── DATA SHOWN

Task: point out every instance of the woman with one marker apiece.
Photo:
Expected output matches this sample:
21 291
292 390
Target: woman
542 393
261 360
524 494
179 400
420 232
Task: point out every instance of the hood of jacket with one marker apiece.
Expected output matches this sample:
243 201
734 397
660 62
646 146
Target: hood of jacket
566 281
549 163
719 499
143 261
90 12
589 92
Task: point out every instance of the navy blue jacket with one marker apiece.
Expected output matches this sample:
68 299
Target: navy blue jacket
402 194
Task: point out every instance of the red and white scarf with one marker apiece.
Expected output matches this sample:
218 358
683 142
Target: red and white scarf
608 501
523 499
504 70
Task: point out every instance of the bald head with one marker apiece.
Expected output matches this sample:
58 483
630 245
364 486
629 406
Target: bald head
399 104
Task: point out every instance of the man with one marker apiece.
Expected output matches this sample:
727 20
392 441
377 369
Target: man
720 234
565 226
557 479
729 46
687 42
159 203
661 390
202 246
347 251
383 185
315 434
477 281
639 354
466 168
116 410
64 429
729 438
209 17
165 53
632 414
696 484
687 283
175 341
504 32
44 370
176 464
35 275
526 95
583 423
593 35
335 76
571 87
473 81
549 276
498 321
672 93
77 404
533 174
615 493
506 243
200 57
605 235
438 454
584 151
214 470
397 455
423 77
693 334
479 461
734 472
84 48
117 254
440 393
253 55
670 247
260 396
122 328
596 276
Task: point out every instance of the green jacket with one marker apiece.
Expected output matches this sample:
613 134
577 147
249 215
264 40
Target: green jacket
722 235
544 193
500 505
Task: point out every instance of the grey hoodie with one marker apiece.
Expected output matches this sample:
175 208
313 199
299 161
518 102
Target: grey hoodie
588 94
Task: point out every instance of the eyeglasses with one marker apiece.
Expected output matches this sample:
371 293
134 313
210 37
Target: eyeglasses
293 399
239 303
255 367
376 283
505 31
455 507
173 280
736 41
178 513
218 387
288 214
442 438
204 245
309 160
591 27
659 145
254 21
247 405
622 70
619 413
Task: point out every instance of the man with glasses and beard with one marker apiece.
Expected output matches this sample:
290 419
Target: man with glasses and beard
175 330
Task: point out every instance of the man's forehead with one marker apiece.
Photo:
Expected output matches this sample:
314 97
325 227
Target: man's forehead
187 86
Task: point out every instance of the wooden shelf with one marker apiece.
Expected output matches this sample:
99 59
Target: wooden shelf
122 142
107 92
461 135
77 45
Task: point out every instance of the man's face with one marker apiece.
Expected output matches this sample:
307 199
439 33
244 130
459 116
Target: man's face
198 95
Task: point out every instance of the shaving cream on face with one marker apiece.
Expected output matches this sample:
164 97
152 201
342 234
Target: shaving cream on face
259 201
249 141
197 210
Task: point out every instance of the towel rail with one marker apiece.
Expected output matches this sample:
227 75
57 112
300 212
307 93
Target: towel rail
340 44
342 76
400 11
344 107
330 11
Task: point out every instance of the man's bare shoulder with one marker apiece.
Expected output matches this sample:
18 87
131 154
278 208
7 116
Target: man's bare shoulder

────

§ **SHORT EXERCISE**
Format all the rows above as a JSON list of strings, with one string for each line and any blank lines omitted.

§ **ANSWER TO THE EXERCISE**
[
  "Task: point out every instance of the woman with one marker apiece.",
  "Photo:",
  "Expected output matches this sample:",
  "21 291",
  "292 390",
  "Target: woman",
  "542 393",
  "261 360",
  "524 494",
  "179 400",
  "420 232",
  "Task: point out every instance of the hood of jacket with one marker apiece.",
  "Expected output matches this sample:",
  "243 201",
  "734 397",
  "660 62",
  "646 146",
  "Target: hood of jacket",
  "566 281",
  "549 163",
  "719 499",
  "143 261",
  "90 12",
  "589 92",
  "Task: point out every instance of the navy blue jacket with one marker apiece.",
  "Expected output matches this sample:",
  "68 299",
  "Target: navy blue jacket",
  "402 194",
  "Task: point out every instance of the red and white scarf with one marker apiece.",
  "Expected output matches this sample:",
  "218 358",
  "683 142",
  "Target: red and white scarf",
  "608 501",
  "523 499",
  "504 70",
  "Task: point out every instance of the bald head with one marker apiece.",
  "Expected output matches this sample:",
  "58 483",
  "630 245",
  "364 486",
  "629 406",
  "Target: bald head",
  "399 104",
  "Task: point out every instance of the man with one marker apiece.",
  "Expected output matches this sample:",
  "727 20",
  "392 441",
  "377 369",
  "Target: man",
  "720 234",
  "565 226",
  "557 479",
  "729 46",
  "687 42",
  "159 203",
  "661 390",
  "202 246",
  "347 251",
  "383 185",
  "315 434",
  "477 281",
  "639 354",
  "466 168",
  "116 410",
  "64 429",
  "729 438",
  "209 17",
  "165 53",
  "632 414",
  "696 484",
  "687 283",
  "175 341",
  "504 32",
  "44 370",
  "176 464",
  "35 275",
  "526 95",
  "583 423",
  "593 35",
  "335 76",
  "571 87",
  "473 81",
  "549 276",
  "498 321",
  "672 93",
  "77 404",
  "533 174",
  "615 493",
  "506 243",
  "200 57",
  "605 235",
  "438 454",
  "584 151",
  "214 470",
  "397 455",
  "423 77",
  "693 334",
  "479 461",
  "734 472",
  "84 48",
  "117 254",
  "440 393",
  "253 55",
  "670 247",
  "260 396",
  "122 328",
  "596 276",
  "Task: point out every instance of the green jacket with one marker apiece.",
  "Expected output matches this sample:",
  "613 134",
  "577 147",
  "249 215",
  "264 40",
  "Target: green jacket",
  "722 235",
  "544 193",
  "500 505",
  "Task: point out every instance of the grey hoodie with one marker apiece.",
  "Expected output matches this sample:",
  "175 208",
  "313 199",
  "299 161",
  "518 102",
  "Target: grey hoodie",
  "588 94",
  "Task: point out every instance of the eyeglasses with one marker apiece.",
  "Expected output matches this sample:",
  "371 293",
  "134 313",
  "210 37",
  "Target: eyeglasses",
  "293 399",
  "239 303",
  "255 367",
  "376 283",
  "505 31",
  "455 507",
  "173 280",
  "736 41",
  "178 513",
  "218 387",
  "288 214",
  "442 438",
  "204 245",
  "309 160",
  "591 27",
  "659 145",
  "254 21",
  "247 405",
  "622 70",
  "619 413",
  "Task: point out every instance of the man with glasses and beard with one marker apiece.",
  "Expected output matches this sample:",
  "290 419",
  "Target: man with glasses and beard",
  "175 330",
  "Task: point out every instance of the man's forehead with one marker apiece.",
  "Photo:",
  "Expected output matches this sample:",
  "314 97",
  "325 227",
  "Target: man's forehead",
  "187 86",
  "Task: point out every instance of the wooden shelf with one marker apiece.",
  "Expected output matches this sample:",
  "99 59",
  "Target: wooden shelf",
  "122 142",
  "107 92",
  "461 135",
  "77 45",
  "Task: point out every instance of the man's face with one marker apiece.",
  "Expected output matches this sample:",
  "307 199",
  "439 33",
  "244 130",
  "459 116",
  "Target: man's face",
  "198 95",
  "Task: point out every instance of the shaving cream on face with one marker apiece.",
  "Expected output matches this sample:",
  "164 97",
  "152 201",
  "342 234",
  "Target: shaving cream on face",
  "259 201",
  "249 141",
  "197 210",
  "Task: point out every instance of the towel rail with one marker apiece.",
  "Expected output matches this sample:",
  "227 75",
  "57 112",
  "300 212",
  "307 93",
  "Target: towel rail",
  "340 44",
  "342 76",
  "400 11",
  "344 107",
  "330 11",
  "Task: point out every instance of the man's bare shoulder with one marker apiece.",
  "Expected output matches this sample:",
  "18 87",
  "131 154",
  "278 208",
  "7 116",
  "Target: man's bare shoulder"
]